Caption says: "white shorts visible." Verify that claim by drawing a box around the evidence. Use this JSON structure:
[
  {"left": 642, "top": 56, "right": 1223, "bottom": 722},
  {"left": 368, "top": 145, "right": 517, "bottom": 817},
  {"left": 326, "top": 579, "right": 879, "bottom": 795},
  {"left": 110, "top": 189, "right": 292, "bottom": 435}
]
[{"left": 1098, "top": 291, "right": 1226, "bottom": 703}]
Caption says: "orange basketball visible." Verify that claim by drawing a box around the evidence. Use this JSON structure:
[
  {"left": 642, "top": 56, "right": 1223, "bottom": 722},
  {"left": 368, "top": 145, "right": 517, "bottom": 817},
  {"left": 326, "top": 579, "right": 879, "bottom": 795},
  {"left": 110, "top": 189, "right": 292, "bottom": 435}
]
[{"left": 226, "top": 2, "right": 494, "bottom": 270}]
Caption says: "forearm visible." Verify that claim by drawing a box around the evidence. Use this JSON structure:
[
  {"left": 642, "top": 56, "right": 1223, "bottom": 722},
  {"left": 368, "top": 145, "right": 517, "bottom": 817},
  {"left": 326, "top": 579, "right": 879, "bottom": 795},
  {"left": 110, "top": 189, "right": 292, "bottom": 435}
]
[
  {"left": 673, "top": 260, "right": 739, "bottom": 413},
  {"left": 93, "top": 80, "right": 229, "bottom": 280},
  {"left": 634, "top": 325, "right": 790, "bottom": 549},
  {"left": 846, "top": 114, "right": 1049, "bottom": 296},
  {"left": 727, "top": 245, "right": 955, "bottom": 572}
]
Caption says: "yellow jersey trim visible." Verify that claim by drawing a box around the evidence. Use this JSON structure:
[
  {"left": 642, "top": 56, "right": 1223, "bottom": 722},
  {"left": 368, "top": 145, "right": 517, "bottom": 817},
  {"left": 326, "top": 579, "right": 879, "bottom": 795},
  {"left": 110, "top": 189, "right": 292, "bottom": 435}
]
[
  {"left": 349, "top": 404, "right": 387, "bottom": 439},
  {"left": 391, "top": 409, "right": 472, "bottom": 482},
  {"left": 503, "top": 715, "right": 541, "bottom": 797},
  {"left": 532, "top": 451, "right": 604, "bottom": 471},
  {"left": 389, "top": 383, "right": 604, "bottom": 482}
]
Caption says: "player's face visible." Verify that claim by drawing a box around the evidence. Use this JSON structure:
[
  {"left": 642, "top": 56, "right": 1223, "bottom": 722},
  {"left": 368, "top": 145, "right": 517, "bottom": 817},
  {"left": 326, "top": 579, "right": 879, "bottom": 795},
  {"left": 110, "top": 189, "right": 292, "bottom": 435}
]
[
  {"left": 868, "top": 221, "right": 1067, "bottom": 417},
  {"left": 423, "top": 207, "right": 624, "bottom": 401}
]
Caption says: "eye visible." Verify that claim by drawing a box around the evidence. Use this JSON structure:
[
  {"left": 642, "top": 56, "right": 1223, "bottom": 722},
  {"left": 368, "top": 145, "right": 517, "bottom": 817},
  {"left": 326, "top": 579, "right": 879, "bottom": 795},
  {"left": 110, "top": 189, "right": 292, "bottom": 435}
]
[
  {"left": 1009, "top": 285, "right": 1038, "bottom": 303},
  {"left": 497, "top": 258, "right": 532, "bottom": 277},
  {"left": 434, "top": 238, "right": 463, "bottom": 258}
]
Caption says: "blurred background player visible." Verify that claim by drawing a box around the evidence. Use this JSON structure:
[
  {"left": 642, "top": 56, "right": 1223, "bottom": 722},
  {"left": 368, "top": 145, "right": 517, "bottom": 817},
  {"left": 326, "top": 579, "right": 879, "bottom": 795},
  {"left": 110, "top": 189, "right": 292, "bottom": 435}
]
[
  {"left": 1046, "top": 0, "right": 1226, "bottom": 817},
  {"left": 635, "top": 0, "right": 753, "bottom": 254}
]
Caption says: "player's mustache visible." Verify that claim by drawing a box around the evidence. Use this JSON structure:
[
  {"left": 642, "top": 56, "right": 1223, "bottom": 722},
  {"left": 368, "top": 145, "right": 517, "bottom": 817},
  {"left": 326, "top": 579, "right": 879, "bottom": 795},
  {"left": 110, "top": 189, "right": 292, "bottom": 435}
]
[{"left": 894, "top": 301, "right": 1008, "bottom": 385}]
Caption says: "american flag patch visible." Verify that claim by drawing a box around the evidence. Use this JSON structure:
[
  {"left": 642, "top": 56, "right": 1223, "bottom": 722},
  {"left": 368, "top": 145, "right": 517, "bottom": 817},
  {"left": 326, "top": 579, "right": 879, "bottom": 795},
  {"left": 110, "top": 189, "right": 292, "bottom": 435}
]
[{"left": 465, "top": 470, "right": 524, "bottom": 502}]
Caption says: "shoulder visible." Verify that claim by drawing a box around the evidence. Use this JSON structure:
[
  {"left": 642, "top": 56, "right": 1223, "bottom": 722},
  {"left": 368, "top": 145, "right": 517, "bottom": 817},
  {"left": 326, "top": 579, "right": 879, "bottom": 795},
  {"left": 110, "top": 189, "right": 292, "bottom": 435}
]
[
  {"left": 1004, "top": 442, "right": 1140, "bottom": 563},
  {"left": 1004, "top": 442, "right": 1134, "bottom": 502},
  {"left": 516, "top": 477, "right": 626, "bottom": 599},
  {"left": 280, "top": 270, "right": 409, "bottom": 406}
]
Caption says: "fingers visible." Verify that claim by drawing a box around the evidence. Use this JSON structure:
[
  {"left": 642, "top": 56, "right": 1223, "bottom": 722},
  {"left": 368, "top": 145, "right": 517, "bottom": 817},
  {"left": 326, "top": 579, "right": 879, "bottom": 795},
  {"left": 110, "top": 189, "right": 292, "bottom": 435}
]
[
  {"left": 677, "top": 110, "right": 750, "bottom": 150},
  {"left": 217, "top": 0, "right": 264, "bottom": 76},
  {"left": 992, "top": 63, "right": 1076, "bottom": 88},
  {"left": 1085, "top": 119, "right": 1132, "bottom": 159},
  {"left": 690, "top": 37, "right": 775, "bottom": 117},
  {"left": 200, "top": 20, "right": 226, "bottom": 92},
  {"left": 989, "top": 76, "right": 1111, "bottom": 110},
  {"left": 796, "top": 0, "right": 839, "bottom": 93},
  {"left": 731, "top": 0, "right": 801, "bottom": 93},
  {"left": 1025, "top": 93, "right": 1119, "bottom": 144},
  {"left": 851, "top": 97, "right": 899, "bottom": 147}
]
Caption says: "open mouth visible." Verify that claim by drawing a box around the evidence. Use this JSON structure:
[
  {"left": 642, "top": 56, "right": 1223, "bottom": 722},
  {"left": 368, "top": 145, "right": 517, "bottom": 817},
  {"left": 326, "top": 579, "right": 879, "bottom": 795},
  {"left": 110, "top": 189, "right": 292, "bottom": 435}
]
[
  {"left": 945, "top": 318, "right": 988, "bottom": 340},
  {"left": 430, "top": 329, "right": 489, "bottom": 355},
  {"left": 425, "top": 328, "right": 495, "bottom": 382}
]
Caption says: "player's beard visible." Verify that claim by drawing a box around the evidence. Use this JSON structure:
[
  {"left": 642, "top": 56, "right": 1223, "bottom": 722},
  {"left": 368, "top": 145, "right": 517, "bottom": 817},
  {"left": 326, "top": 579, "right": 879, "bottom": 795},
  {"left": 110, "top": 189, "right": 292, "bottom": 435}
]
★ ★ ★ ★ ★
- _Stated task_: Which lines in the data above contain the word "player"? List each of them in full.

- _Answer to the problem_:
Caption says: "player's face visible." Verify that claim by drawing a box around the evidence. Use this JSON structure:
Caption says: "blurred background player visible." Verify that claim by drawing a box around the evidence. Use this JSON structure:
Caption says: "player's mustache visible." Verify that claim by drawing a box around the evidence. Use this JSON structure:
Caption says: "player's beard visible." Verify that claim by drawing a box around the evidence. Use this JSON structure:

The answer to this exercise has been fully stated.